Items from a data source
#####
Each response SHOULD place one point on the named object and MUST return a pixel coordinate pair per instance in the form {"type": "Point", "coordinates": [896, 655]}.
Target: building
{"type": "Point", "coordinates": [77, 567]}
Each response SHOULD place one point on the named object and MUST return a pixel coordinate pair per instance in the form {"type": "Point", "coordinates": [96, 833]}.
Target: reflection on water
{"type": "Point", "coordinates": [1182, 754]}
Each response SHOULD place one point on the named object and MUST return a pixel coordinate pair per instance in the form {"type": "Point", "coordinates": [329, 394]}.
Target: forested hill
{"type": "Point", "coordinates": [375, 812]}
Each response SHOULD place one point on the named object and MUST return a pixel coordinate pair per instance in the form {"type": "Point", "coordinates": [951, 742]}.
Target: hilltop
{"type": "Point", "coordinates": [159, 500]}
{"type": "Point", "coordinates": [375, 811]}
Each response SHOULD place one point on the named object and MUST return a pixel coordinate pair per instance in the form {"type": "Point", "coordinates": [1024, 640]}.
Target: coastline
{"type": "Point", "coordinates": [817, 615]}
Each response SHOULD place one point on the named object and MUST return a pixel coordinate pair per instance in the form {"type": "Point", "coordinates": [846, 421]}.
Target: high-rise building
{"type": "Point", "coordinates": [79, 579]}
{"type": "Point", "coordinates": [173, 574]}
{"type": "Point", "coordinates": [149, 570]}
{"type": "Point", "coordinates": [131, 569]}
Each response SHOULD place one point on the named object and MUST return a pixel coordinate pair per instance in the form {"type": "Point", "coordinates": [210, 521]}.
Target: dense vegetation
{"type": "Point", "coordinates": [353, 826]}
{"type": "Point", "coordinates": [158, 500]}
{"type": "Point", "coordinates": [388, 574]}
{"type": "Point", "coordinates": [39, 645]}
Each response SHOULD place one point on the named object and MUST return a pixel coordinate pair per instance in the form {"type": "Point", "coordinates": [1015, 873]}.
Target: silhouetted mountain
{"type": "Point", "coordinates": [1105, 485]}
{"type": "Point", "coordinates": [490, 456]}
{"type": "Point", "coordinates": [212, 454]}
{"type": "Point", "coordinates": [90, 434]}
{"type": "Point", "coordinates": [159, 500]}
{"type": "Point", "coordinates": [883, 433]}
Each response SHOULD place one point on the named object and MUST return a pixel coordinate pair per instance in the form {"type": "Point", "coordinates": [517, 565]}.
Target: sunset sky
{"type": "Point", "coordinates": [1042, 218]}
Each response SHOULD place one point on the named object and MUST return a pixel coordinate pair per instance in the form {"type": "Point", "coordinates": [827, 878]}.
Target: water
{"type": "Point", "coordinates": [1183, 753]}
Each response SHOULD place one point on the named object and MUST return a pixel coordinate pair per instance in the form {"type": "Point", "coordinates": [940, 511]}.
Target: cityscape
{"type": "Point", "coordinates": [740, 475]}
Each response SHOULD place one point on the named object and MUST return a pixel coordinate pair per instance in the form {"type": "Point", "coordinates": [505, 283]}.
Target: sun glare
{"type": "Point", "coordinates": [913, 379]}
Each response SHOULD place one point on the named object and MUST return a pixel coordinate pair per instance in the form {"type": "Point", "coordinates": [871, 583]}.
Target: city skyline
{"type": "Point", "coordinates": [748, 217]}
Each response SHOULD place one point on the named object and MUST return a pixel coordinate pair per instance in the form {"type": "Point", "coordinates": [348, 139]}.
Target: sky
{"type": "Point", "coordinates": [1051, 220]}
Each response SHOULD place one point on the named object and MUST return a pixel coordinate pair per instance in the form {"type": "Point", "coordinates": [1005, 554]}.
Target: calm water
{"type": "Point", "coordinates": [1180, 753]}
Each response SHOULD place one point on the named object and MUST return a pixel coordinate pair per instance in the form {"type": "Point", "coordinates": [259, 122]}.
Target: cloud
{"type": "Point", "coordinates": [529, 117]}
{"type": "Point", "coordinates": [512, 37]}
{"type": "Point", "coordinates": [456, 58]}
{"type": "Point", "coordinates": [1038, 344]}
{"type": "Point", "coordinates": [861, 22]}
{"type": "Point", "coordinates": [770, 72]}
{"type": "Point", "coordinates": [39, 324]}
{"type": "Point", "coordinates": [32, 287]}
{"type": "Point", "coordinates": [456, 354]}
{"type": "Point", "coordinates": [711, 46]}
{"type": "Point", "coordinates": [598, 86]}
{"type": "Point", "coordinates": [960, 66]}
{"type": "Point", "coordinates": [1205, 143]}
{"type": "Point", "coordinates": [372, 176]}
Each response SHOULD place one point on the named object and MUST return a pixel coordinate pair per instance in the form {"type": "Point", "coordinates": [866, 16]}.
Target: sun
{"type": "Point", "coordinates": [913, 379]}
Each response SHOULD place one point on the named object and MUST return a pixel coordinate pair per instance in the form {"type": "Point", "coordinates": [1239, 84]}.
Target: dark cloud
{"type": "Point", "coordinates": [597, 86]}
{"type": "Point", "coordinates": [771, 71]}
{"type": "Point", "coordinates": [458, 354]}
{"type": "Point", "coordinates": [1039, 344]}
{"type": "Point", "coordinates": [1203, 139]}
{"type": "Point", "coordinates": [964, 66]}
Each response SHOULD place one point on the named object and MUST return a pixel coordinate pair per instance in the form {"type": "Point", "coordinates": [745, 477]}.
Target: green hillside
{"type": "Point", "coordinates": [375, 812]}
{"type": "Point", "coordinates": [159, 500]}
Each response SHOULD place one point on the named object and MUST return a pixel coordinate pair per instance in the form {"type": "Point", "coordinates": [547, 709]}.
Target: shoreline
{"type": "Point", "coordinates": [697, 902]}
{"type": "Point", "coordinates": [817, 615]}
#####
Type the material above out again, exactly.

The response:
Each response SHOULD place one point on the named object and MUST return a pixel coordinate pair per instance in the form {"type": "Point", "coordinates": [896, 655]}.
Target: building
{"type": "Point", "coordinates": [77, 567]}
Each response SHOULD place one point on the named object and MUST return a pixel coordinate pair per instance in the form {"type": "Point", "coordinates": [96, 833]}.
Target: reflection on water
{"type": "Point", "coordinates": [1182, 754]}
Each response SHOULD place one point on the named object and MUST return a pixel coordinate pair per instance in the form {"type": "Point", "coordinates": [329, 394]}.
Target: forested hill
{"type": "Point", "coordinates": [375, 812]}
Each response SHOULD place one point on the named object and MUST return a pixel coordinate pair per instance in the form {"type": "Point", "coordinates": [951, 742]}.
Target: hilltop
{"type": "Point", "coordinates": [159, 500]}
{"type": "Point", "coordinates": [375, 811]}
Each response SHOULD place one point on the named object and MUST return a pixel coordinate pair per instance in the form {"type": "Point", "coordinates": [1024, 640]}.
Target: coastline
{"type": "Point", "coordinates": [817, 615]}
Each response SHOULD place one point on the named object and MUST return a pixel coordinate pair per instance in the form {"type": "Point", "coordinates": [846, 421]}.
Target: high-rise building
{"type": "Point", "coordinates": [79, 579]}
{"type": "Point", "coordinates": [173, 574]}
{"type": "Point", "coordinates": [149, 570]}
{"type": "Point", "coordinates": [131, 569]}
Each response SHOULD place one point on the named object and MUST return a pixel coordinate pair per instance in the form {"type": "Point", "coordinates": [210, 521]}.
Target: dense vegetation
{"type": "Point", "coordinates": [353, 826]}
{"type": "Point", "coordinates": [158, 500]}
{"type": "Point", "coordinates": [388, 574]}
{"type": "Point", "coordinates": [39, 645]}
Each response SHOULD place one point on the named object and MUST return a pixel coordinate pair per instance in the form {"type": "Point", "coordinates": [1015, 873]}.
Target: silhouetted mountain
{"type": "Point", "coordinates": [1105, 485]}
{"type": "Point", "coordinates": [490, 456]}
{"type": "Point", "coordinates": [212, 454]}
{"type": "Point", "coordinates": [90, 434]}
{"type": "Point", "coordinates": [159, 500]}
{"type": "Point", "coordinates": [883, 433]}
Each response SHOULD place one point on the named object and MUST return a pixel coordinate pair per instance in the form {"type": "Point", "coordinates": [517, 565]}.
Target: sunset sky
{"type": "Point", "coordinates": [1042, 218]}
Each response SHOULD place one point on the named object and MUST return a pixel coordinate pair per instance in the form {"type": "Point", "coordinates": [827, 878]}.
Target: water
{"type": "Point", "coordinates": [1183, 753]}
Each response SHOULD place one point on the named object and MUST return a pixel coordinate pair per instance in the form {"type": "Point", "coordinates": [940, 511]}.
Target: cityscape
{"type": "Point", "coordinates": [740, 475]}
Each response SHOULD place one point on the named object and MUST return a pixel coordinate pair per instance in the form {"type": "Point", "coordinates": [505, 283]}.
Target: sun glare
{"type": "Point", "coordinates": [913, 379]}
Each response SHOULD place one point on the named object and MUST return a pixel coordinate pair per instance in the form {"type": "Point", "coordinates": [871, 583]}.
Target: city skyline
{"type": "Point", "coordinates": [748, 217]}
Each response SHOULD place one point on the named object and MUST return a pixel coordinate pair per instance in the form {"type": "Point", "coordinates": [348, 139]}.
Target: sky
{"type": "Point", "coordinates": [1051, 220]}
Each response SHOULD place one point on the named object and MUST return a pixel coordinate pair per instance in the form {"type": "Point", "coordinates": [1005, 554]}.
Target: calm water
{"type": "Point", "coordinates": [1180, 753]}
Each response SHOULD place one point on the named object and MUST return a pixel coordinate pair per instance in the form {"type": "Point", "coordinates": [259, 122]}.
Target: cloud
{"type": "Point", "coordinates": [529, 117]}
{"type": "Point", "coordinates": [512, 37]}
{"type": "Point", "coordinates": [456, 58]}
{"type": "Point", "coordinates": [1038, 344]}
{"type": "Point", "coordinates": [861, 22]}
{"type": "Point", "coordinates": [770, 72]}
{"type": "Point", "coordinates": [39, 324]}
{"type": "Point", "coordinates": [32, 287]}
{"type": "Point", "coordinates": [456, 354]}
{"type": "Point", "coordinates": [711, 46]}
{"type": "Point", "coordinates": [598, 86]}
{"type": "Point", "coordinates": [960, 66]}
{"type": "Point", "coordinates": [1205, 143]}
{"type": "Point", "coordinates": [372, 176]}
Each response SHOULD place one point on the named object and MUST return a pixel coordinate pair per instance in the form {"type": "Point", "coordinates": [866, 16]}.
Target: sun
{"type": "Point", "coordinates": [913, 379]}
Each response SHOULD place one point on the named object and MUST return a pixel coordinate pair per instance in the form {"type": "Point", "coordinates": [1239, 84]}.
Target: dark cloud
{"type": "Point", "coordinates": [597, 86]}
{"type": "Point", "coordinates": [771, 71]}
{"type": "Point", "coordinates": [458, 354]}
{"type": "Point", "coordinates": [1039, 344]}
{"type": "Point", "coordinates": [1203, 139]}
{"type": "Point", "coordinates": [964, 66]}
Each response SHOULD place one point on the named object and MUST return a pixel coordinate pair per instance in the form {"type": "Point", "coordinates": [745, 477]}.
Target: green hillside
{"type": "Point", "coordinates": [375, 812]}
{"type": "Point", "coordinates": [159, 500]}
Each response SHOULD place one point on the named object and MUST return a pixel coordinate pair per instance in the form {"type": "Point", "coordinates": [547, 709]}.
Target: shoreline
{"type": "Point", "coordinates": [697, 902]}
{"type": "Point", "coordinates": [817, 615]}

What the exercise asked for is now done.